## WORK REQUEST
For each line in the records that contains "white", make a copy.

## DATA UNDER STUDY
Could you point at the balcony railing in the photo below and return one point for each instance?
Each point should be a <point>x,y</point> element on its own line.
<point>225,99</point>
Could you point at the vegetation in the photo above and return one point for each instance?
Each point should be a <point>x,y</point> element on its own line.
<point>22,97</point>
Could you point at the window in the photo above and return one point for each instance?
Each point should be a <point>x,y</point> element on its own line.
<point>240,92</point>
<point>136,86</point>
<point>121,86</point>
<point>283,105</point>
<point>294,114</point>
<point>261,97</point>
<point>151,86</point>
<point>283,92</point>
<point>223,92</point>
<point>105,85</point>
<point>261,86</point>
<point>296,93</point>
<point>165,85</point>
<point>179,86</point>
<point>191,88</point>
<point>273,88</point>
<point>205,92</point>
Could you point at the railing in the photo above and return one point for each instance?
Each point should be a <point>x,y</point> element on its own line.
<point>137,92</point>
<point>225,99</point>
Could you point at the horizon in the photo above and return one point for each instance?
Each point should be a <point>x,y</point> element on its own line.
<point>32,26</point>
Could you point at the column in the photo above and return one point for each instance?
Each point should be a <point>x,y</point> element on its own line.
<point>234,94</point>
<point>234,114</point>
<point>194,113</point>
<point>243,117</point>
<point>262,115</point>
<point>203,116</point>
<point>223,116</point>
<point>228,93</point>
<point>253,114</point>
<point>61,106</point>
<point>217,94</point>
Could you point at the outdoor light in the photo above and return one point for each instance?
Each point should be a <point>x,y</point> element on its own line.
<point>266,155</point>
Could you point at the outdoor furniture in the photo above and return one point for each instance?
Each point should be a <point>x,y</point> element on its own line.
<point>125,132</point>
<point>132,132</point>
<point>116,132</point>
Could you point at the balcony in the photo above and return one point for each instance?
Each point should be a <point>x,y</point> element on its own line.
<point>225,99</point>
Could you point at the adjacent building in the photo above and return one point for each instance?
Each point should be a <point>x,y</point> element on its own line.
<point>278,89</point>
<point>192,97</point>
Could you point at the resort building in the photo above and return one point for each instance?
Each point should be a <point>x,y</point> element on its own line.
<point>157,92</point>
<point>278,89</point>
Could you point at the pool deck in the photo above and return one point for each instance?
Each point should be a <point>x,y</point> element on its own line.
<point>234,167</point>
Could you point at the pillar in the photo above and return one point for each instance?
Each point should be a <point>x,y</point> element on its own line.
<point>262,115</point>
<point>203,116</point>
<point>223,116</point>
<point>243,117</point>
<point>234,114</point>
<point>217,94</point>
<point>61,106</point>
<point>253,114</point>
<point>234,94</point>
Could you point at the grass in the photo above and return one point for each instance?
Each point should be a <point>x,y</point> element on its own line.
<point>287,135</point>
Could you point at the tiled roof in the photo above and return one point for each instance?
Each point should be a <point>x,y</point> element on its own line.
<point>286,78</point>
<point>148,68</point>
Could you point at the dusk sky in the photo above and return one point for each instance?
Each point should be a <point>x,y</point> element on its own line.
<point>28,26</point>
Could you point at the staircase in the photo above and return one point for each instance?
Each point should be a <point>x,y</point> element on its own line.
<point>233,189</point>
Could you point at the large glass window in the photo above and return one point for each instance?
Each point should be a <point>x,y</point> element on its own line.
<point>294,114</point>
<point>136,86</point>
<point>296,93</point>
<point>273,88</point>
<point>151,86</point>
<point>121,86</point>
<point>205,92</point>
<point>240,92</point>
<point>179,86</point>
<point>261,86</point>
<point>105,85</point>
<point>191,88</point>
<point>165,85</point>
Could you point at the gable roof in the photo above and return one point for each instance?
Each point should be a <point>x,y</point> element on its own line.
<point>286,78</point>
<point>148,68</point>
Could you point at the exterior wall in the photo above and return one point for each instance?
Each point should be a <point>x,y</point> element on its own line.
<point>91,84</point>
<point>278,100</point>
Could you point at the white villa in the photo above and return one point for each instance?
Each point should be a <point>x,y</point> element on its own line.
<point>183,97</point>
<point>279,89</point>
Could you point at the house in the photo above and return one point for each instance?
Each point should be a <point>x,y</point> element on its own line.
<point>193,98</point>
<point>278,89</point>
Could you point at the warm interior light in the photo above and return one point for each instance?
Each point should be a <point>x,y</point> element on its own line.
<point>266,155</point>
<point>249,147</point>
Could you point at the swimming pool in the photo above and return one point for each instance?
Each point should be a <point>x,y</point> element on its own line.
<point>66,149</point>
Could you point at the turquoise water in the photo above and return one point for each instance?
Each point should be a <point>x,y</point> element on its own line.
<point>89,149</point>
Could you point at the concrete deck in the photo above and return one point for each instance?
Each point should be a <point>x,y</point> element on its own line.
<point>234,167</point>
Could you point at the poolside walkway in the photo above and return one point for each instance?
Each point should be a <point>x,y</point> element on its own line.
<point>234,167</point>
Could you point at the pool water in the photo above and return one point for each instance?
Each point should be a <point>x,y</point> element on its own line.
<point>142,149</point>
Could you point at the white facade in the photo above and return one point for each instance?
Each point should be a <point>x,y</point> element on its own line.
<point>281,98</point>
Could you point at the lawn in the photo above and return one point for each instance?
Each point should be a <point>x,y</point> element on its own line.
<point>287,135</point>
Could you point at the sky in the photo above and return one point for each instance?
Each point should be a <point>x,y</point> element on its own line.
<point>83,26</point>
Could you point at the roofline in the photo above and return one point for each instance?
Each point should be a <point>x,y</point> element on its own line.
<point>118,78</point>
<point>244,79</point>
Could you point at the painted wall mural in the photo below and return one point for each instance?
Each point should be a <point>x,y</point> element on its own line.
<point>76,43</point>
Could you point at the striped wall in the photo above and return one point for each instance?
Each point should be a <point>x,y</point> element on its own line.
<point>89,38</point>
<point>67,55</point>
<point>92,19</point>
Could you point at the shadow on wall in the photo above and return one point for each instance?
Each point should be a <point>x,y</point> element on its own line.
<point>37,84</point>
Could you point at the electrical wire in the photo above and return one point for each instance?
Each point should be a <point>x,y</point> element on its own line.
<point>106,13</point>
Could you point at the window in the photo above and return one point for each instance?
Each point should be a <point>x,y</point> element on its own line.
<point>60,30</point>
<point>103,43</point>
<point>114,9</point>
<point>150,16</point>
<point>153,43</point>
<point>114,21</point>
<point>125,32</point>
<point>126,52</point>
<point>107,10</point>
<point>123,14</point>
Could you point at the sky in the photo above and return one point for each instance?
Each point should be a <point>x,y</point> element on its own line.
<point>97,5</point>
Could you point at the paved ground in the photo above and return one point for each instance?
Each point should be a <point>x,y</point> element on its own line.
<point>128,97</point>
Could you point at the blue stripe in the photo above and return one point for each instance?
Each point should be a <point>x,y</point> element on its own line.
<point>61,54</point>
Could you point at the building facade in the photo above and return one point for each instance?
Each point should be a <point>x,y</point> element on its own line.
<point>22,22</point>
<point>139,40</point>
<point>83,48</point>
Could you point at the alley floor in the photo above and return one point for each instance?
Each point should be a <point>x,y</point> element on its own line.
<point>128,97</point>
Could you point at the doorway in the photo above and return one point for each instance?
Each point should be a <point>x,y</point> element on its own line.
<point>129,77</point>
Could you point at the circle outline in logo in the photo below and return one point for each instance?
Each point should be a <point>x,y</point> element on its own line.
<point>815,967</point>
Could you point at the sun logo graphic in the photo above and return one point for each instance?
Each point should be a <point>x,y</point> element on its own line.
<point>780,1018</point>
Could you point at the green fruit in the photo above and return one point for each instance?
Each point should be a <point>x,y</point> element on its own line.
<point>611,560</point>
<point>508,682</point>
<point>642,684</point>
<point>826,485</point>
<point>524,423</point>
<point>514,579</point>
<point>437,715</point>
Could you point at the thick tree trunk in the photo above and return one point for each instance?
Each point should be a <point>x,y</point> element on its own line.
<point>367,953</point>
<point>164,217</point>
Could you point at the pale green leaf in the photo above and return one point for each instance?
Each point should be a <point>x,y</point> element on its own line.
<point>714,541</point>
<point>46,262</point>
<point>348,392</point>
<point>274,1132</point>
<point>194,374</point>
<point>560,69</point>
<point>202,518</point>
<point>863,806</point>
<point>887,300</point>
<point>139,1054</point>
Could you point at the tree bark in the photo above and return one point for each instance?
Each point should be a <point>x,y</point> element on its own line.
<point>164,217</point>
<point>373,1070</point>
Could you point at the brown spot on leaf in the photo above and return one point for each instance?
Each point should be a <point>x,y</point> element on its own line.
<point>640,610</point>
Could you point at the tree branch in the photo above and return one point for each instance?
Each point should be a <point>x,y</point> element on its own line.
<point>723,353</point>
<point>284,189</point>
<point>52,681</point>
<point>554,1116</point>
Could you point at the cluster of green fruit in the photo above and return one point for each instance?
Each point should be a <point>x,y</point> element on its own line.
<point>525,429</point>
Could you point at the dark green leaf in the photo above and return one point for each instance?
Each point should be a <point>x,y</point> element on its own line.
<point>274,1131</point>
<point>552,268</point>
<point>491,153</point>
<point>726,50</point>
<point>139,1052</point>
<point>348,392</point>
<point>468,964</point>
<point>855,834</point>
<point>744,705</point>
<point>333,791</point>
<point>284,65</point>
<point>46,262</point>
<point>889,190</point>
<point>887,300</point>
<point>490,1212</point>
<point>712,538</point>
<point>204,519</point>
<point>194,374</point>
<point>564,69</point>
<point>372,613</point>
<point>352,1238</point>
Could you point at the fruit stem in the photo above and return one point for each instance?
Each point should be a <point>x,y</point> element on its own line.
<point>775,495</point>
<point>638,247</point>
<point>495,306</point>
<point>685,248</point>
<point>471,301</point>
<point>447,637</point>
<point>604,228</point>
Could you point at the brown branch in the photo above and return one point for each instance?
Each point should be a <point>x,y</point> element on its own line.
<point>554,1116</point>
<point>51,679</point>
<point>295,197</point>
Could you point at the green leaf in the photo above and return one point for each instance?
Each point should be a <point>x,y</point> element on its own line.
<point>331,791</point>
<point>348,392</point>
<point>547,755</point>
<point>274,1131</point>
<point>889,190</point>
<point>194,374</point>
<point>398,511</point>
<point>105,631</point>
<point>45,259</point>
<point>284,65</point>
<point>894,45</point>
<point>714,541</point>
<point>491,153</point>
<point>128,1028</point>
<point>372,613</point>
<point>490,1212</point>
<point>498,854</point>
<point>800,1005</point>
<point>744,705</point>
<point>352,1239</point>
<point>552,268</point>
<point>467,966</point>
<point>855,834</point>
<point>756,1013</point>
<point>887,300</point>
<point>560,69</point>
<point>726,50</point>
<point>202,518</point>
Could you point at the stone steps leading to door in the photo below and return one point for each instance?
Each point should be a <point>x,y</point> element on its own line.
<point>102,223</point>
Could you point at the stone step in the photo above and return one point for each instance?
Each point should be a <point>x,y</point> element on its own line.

## SOLUTION FOR THIS PROBLEM
Could you point at the white villa in the photo above and return one point for each instance?
Could you point at the white facade in the photo above and return one point for each instance?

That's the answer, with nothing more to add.